Text under study START

Protein deposits in nerve cells are a typical feature of Alzheimer`s disease: the excessive alteration of the tau protein through the addition of phosphate groups – a process known as hyperphosphorylation – causes the protein in the cells to aggregate into clumps.

As a result, nerve cells die, particularly in the hippocampus, a part of the brain that plays an important role in learning and memory, as well as in the prefrontal cortex which regulates higher cognitive functions.





Following up on epidemiological studies, scientists at the Max Planck Institute of Psychiatry hypothesized that adverse life events (stress) may be one trigger of Alzheimer`s disease.





In cooperation with colleagues at the University of Minho in Braga, Portugal, the Munich-based researchers have now shown that stress, and the hormones released during stress, can accelerate the development of Alzheimer disease-like biochemical and behavioural pathology. They found increased hyperphosphorylation of tau protein in the hippocampus and prefrontal cortex of rats that has been subjected to stress (e.g. overcrowding, placement on a vibrating platform) for one hour daily over a period of one month.

Text under study END
Data START

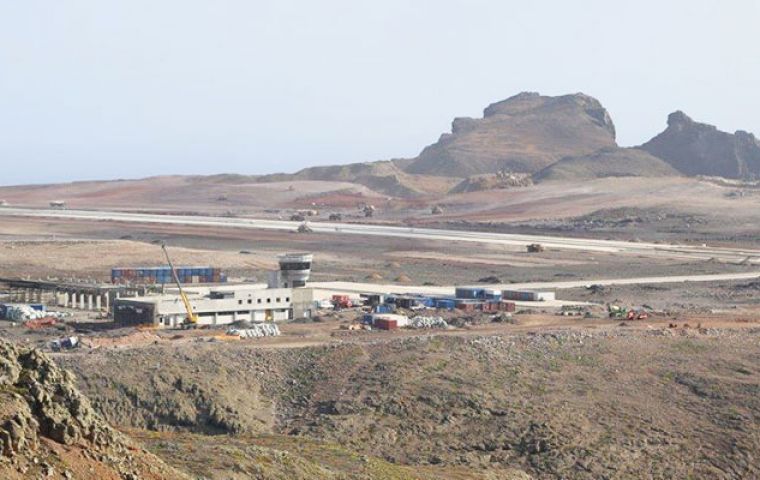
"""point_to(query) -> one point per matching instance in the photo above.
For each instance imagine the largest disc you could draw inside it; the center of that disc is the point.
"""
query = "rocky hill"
(695, 148)
(523, 134)
(564, 404)
(609, 162)
(49, 430)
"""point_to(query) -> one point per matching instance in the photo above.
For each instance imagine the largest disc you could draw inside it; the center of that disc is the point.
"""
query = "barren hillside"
(571, 404)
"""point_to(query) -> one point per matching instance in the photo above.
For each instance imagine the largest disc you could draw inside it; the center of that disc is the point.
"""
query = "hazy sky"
(95, 89)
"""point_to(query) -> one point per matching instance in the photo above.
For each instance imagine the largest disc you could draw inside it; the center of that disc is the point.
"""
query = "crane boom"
(192, 318)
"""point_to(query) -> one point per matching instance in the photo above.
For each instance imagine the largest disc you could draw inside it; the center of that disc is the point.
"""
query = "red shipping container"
(386, 324)
(507, 306)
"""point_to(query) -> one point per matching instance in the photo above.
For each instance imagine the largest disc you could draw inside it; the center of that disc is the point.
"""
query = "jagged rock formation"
(524, 133)
(695, 148)
(609, 162)
(47, 428)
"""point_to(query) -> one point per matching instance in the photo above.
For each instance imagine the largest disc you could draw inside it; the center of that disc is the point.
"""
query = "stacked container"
(469, 293)
(163, 275)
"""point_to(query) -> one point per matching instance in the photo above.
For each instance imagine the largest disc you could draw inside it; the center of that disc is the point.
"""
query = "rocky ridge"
(695, 148)
(47, 428)
(523, 134)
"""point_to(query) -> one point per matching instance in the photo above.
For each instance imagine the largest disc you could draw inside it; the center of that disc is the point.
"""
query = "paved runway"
(552, 242)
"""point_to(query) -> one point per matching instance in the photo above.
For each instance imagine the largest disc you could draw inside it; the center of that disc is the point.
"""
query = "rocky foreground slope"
(49, 430)
(619, 403)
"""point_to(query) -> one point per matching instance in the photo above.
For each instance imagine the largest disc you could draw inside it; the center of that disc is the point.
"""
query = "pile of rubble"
(23, 312)
(428, 322)
(256, 330)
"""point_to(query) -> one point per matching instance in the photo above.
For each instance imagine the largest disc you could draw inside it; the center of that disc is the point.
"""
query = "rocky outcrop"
(523, 134)
(45, 423)
(609, 162)
(695, 148)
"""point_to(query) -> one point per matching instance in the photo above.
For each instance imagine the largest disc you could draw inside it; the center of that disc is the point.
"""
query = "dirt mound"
(500, 180)
(610, 162)
(382, 176)
(47, 428)
(524, 134)
(695, 148)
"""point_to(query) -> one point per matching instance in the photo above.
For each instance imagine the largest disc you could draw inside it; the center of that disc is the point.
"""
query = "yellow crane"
(192, 318)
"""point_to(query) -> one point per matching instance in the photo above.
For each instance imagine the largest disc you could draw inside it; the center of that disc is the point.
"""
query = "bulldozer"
(535, 248)
(304, 228)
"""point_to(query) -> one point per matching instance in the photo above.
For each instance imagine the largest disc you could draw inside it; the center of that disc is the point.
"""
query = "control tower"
(295, 269)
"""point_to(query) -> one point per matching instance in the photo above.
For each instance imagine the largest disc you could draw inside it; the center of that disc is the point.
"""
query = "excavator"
(192, 319)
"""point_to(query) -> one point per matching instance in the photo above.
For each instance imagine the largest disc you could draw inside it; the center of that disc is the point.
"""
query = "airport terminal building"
(284, 298)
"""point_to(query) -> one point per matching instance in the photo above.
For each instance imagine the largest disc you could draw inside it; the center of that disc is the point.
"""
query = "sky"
(106, 89)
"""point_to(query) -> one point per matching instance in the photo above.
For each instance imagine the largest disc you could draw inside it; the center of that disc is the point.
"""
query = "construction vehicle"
(192, 319)
(341, 301)
(627, 314)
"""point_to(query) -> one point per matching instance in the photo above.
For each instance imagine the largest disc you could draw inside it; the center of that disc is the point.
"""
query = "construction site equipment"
(192, 318)
(527, 295)
(637, 315)
(385, 324)
(163, 275)
(256, 330)
(428, 322)
(341, 301)
(39, 323)
(65, 343)
(469, 293)
(304, 228)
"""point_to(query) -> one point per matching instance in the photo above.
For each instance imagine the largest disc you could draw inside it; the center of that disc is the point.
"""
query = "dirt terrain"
(550, 402)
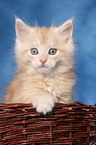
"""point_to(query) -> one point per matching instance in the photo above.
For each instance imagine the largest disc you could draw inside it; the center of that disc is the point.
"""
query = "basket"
(70, 124)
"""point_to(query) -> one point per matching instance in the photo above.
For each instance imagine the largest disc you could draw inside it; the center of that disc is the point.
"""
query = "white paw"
(43, 104)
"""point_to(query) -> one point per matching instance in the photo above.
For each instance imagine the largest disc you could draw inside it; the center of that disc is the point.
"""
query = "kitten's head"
(44, 49)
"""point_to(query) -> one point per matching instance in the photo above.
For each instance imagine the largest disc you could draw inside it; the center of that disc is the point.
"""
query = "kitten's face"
(43, 49)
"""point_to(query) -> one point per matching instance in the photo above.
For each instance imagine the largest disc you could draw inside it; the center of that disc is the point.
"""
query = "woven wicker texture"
(71, 124)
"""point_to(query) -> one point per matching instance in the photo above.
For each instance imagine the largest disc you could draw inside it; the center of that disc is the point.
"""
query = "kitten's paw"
(43, 104)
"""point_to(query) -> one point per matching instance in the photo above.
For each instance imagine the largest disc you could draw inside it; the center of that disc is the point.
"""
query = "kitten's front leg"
(44, 103)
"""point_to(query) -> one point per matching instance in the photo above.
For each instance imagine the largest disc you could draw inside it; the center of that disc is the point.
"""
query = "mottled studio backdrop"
(48, 12)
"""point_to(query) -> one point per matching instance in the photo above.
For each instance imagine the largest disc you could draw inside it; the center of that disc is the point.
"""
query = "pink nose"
(43, 61)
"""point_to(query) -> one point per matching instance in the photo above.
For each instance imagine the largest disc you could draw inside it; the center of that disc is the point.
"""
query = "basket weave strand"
(70, 124)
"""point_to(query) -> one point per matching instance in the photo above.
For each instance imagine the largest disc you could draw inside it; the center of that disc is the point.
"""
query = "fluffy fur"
(42, 79)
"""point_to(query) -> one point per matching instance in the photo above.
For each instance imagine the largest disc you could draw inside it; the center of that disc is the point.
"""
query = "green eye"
(34, 51)
(52, 51)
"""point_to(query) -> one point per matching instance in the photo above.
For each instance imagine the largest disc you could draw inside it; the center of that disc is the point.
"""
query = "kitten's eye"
(52, 51)
(34, 51)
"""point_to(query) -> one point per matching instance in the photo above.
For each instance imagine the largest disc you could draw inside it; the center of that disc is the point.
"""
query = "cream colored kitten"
(45, 66)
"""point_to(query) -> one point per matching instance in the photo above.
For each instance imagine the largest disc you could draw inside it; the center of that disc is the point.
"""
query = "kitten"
(45, 66)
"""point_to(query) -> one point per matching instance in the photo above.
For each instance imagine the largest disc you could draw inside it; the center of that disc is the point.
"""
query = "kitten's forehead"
(44, 35)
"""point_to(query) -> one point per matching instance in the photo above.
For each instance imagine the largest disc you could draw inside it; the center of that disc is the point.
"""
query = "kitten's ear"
(20, 27)
(66, 29)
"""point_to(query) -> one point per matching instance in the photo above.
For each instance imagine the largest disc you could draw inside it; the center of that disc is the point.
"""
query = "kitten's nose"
(43, 61)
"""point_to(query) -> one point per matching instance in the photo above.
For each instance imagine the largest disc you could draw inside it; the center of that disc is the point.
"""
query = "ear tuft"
(21, 27)
(66, 29)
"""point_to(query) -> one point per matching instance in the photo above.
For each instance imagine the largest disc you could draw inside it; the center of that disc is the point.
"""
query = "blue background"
(48, 12)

Data END

**List of tasks:**
a) List every geographic place named in the passage on stress and Alzheimer's disease.
b) Continue the passage on stress and Alzheimer's disease from its final sentence.

**Your responses:**
a) Braga, Portugal, Munich

b)
Animals showing these changes in tau also showed deficits in memories that depended on an intact hippocampus; also, animals with abnormally hyperphosphorylated tau were impaired in behavioural flexibility, a function that requires proper functioning of the prefrontal cortex.





"Our findings show that stress hormones and stress can cause changes in the tau protein like those that arise in Alzheimer`s disease", said Osborne Almeida from the Max Planck Institute of Psychiatry.